## Exercise brief
Rewrite the part that opens with the line containing "I'd really appreciate it if you could find the green" and closes with the line containing "left=134, top=274, right=199, bottom=305", both lines included, keeping every line. Shift each coordinate in the answers up by 45 and leave all other numbers as they are.

---------------

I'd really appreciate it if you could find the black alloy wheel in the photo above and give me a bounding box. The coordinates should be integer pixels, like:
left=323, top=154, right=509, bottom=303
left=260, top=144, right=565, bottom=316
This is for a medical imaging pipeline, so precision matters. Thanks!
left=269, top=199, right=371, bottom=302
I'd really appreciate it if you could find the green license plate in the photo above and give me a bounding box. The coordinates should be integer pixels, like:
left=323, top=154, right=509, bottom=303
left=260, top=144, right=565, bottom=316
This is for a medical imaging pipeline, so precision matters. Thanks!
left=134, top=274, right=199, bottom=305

---------------

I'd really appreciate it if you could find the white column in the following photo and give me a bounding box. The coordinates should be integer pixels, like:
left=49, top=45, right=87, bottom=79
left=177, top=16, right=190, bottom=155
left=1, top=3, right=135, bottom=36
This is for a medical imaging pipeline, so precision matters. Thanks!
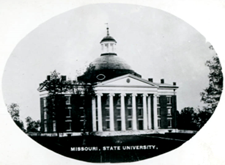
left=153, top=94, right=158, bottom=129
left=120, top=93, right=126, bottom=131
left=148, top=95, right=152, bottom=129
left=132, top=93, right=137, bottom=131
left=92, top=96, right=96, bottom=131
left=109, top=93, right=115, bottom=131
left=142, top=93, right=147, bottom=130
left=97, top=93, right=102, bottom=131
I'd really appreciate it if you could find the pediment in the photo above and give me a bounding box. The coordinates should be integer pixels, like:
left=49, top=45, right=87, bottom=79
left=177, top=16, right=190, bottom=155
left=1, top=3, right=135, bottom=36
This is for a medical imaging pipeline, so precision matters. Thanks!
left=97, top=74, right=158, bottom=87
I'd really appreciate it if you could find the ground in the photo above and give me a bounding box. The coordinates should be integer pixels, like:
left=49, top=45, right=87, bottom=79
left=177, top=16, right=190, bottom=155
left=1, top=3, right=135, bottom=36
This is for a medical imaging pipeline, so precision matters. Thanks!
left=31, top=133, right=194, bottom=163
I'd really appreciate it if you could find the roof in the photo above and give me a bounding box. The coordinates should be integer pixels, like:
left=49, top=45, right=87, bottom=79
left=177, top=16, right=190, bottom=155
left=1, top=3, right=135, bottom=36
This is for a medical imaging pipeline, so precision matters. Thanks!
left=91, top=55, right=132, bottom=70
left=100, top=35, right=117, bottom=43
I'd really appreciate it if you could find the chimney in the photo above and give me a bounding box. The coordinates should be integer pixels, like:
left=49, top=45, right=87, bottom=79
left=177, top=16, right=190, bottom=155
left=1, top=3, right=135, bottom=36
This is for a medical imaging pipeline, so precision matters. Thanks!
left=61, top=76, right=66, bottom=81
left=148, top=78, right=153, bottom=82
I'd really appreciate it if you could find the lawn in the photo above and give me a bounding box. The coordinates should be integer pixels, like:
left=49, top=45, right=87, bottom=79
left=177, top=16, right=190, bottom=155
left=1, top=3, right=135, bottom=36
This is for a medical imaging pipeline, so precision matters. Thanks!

---------------

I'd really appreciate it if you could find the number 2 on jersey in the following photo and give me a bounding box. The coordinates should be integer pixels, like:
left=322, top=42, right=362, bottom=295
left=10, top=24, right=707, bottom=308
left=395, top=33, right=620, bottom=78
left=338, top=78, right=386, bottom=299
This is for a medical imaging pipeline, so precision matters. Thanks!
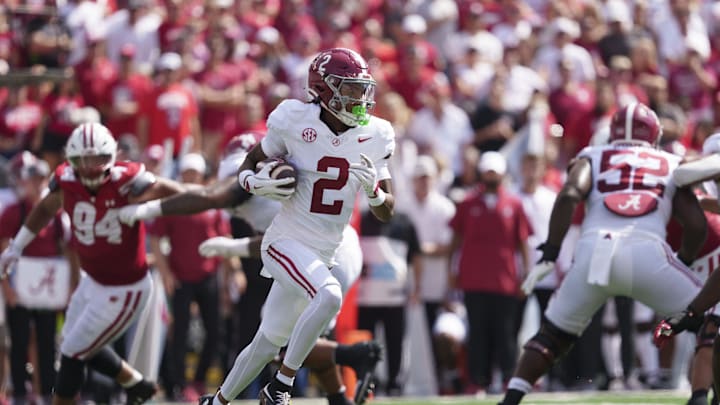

---------------

## Solution for this task
I'd really appreciate it if you could find the green license plate in the photo above and give me a bounding box. The coordinates should be integer pixels, like:
left=323, top=154, right=509, bottom=303
left=260, top=144, right=565, bottom=316
This is for a medical imaging pipeline, so precision matters. Thanks!
left=179, top=319, right=244, bottom=350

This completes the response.